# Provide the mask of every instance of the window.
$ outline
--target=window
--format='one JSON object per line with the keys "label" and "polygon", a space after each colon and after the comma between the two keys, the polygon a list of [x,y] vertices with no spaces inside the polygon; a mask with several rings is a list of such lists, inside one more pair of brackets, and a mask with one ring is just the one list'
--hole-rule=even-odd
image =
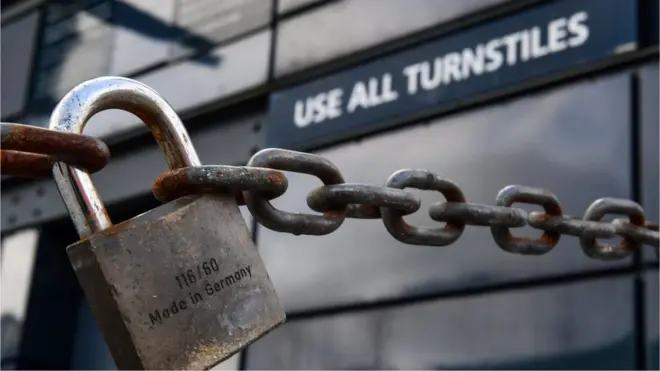
{"label": "window", "polygon": [[247,368],[631,369],[632,288],[613,278],[292,320],[247,350]]}
{"label": "window", "polygon": [[[640,70],[640,144],[642,205],[646,219],[658,221],[658,65],[646,66]],[[650,248],[644,253],[650,261],[657,261]]]}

● WORK REQUIRED: Can you render every line of the records above as a JSON list of strings, one string per line, with blank lines skipped and the pictures left out?

● RESULT OF THE EXERCISE:
[
  "# Provide the mask of every instance of the window.",
  "$ outline",
  "--target=window",
  "--format='one JSON object per line with the keys \"label\" and \"polygon\", a space after each colon and after the comma between the two keys, the polygon a list of [x,y] vertices with no spaces inside the polygon; a mask with several rings is a list of such lists, inside one more pair of brackets, and a mask with one ring is just the one list'",
  "--hole-rule=even-odd",
  "image =",
  "{\"label\": \"window\", \"polygon\": [[247,368],[631,369],[632,288],[613,278],[292,320],[247,350]]}",
  "{\"label\": \"window\", \"polygon\": [[[640,70],[640,144],[642,205],[646,219],[658,221],[658,65],[646,66]],[[650,248],[644,253],[650,261],[657,261]]]}"
]